Records from a pointing dataset

================

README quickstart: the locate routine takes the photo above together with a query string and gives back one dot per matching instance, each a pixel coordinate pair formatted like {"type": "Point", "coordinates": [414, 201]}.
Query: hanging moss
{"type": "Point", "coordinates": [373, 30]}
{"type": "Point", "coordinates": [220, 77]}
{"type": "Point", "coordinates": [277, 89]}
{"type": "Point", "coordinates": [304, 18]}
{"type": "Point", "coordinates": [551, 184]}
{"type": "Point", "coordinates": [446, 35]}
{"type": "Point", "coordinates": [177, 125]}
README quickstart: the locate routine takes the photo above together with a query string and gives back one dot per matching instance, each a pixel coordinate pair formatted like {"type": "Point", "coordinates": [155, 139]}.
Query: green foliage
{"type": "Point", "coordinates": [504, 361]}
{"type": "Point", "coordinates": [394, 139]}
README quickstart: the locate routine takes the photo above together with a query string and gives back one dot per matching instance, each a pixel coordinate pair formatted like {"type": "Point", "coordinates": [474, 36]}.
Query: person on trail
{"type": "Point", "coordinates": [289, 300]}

================

*DIRECTIONS FOR THIS TASK*: Copy all of the records above line for line, with no changes.

*RESPONSE TO THIS EXERCISE*:
README quickstart: the locate routine takes the photo above together with a query string and gives back one dot per matching instance, each a pixel coordinate pair formatted like {"type": "Point", "coordinates": [414, 201]}.
Query: hanging moss
{"type": "Point", "coordinates": [373, 30]}
{"type": "Point", "coordinates": [220, 77]}
{"type": "Point", "coordinates": [277, 89]}
{"type": "Point", "coordinates": [304, 18]}
{"type": "Point", "coordinates": [551, 184]}
{"type": "Point", "coordinates": [446, 35]}
{"type": "Point", "coordinates": [177, 125]}
README quickstart: the locate routine takes the photo above together with a query string and gives back one dot per matching instance, each a pixel coordinate pair formatted like {"type": "Point", "coordinates": [155, 139]}.
Query: green foliage
{"type": "Point", "coordinates": [504, 361]}
{"type": "Point", "coordinates": [394, 139]}
README quickstart: the locate routine takes the photo above together with a query string and gives back one dot per matching instance, each a pixel coordinate pair formatted like {"type": "Point", "coordinates": [474, 36]}.
Query: person on trail
{"type": "Point", "coordinates": [289, 300]}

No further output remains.